## STATED GOAL
Pull out each line of the rows below that contains the word "polka".

## DATASET ENTRIES
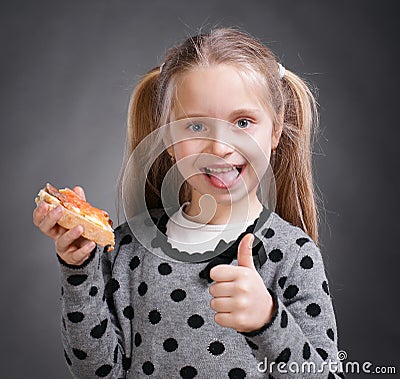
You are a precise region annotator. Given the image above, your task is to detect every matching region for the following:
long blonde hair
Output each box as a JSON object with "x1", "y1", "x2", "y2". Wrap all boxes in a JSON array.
[{"x1": 118, "y1": 28, "x2": 318, "y2": 243}]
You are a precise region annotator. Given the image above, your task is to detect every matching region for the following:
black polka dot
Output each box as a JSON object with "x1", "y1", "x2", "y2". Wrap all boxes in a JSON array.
[
  {"x1": 315, "y1": 347, "x2": 328, "y2": 360},
  {"x1": 306, "y1": 303, "x2": 321, "y2": 317},
  {"x1": 303, "y1": 342, "x2": 311, "y2": 360},
  {"x1": 120, "y1": 234, "x2": 132, "y2": 246},
  {"x1": 138, "y1": 282, "x2": 147, "y2": 296},
  {"x1": 207, "y1": 341, "x2": 225, "y2": 355},
  {"x1": 64, "y1": 350, "x2": 72, "y2": 366},
  {"x1": 281, "y1": 310, "x2": 288, "y2": 328},
  {"x1": 262, "y1": 228, "x2": 275, "y2": 238},
  {"x1": 275, "y1": 347, "x2": 291, "y2": 364},
  {"x1": 122, "y1": 354, "x2": 132, "y2": 371},
  {"x1": 188, "y1": 315, "x2": 204, "y2": 329},
  {"x1": 268, "y1": 249, "x2": 283, "y2": 263},
  {"x1": 283, "y1": 284, "x2": 299, "y2": 300},
  {"x1": 104, "y1": 278, "x2": 120, "y2": 297},
  {"x1": 171, "y1": 289, "x2": 186, "y2": 303},
  {"x1": 122, "y1": 305, "x2": 135, "y2": 320},
  {"x1": 326, "y1": 328, "x2": 335, "y2": 341},
  {"x1": 135, "y1": 333, "x2": 142, "y2": 347},
  {"x1": 143, "y1": 217, "x2": 154, "y2": 226},
  {"x1": 322, "y1": 280, "x2": 329, "y2": 296},
  {"x1": 296, "y1": 238, "x2": 310, "y2": 247},
  {"x1": 142, "y1": 361, "x2": 154, "y2": 375},
  {"x1": 179, "y1": 366, "x2": 197, "y2": 379},
  {"x1": 228, "y1": 367, "x2": 246, "y2": 379},
  {"x1": 67, "y1": 274, "x2": 87, "y2": 286},
  {"x1": 278, "y1": 276, "x2": 287, "y2": 289},
  {"x1": 300, "y1": 255, "x2": 314, "y2": 270},
  {"x1": 95, "y1": 365, "x2": 112, "y2": 378},
  {"x1": 67, "y1": 312, "x2": 85, "y2": 324},
  {"x1": 129, "y1": 256, "x2": 140, "y2": 270},
  {"x1": 158, "y1": 263, "x2": 172, "y2": 275},
  {"x1": 163, "y1": 338, "x2": 178, "y2": 353},
  {"x1": 90, "y1": 319, "x2": 108, "y2": 338},
  {"x1": 114, "y1": 345, "x2": 118, "y2": 363},
  {"x1": 245, "y1": 338, "x2": 258, "y2": 350},
  {"x1": 72, "y1": 349, "x2": 87, "y2": 361},
  {"x1": 149, "y1": 309, "x2": 161, "y2": 325}
]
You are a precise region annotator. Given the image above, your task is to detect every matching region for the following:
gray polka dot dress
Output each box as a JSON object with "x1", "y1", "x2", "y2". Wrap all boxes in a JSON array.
[{"x1": 59, "y1": 208, "x2": 343, "y2": 379}]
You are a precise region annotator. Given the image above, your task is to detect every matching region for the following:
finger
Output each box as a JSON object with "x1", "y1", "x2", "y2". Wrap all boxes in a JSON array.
[
  {"x1": 237, "y1": 233, "x2": 256, "y2": 270},
  {"x1": 33, "y1": 201, "x2": 49, "y2": 226},
  {"x1": 73, "y1": 186, "x2": 86, "y2": 201},
  {"x1": 214, "y1": 312, "x2": 236, "y2": 329},
  {"x1": 210, "y1": 297, "x2": 234, "y2": 313},
  {"x1": 208, "y1": 282, "x2": 235, "y2": 297},
  {"x1": 39, "y1": 206, "x2": 63, "y2": 238},
  {"x1": 55, "y1": 225, "x2": 83, "y2": 253},
  {"x1": 210, "y1": 265, "x2": 243, "y2": 282},
  {"x1": 58, "y1": 241, "x2": 96, "y2": 266}
]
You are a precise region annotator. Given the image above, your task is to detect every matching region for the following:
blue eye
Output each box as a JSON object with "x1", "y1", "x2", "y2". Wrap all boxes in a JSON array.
[
  {"x1": 236, "y1": 118, "x2": 251, "y2": 129},
  {"x1": 188, "y1": 123, "x2": 203, "y2": 132}
]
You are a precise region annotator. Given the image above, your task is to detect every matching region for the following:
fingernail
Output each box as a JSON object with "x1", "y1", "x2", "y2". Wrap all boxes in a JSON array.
[
  {"x1": 249, "y1": 234, "x2": 254, "y2": 249},
  {"x1": 87, "y1": 241, "x2": 96, "y2": 251}
]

## SOLUTION FOR THIS EXERCISE
black polka dot
gray polka dot dress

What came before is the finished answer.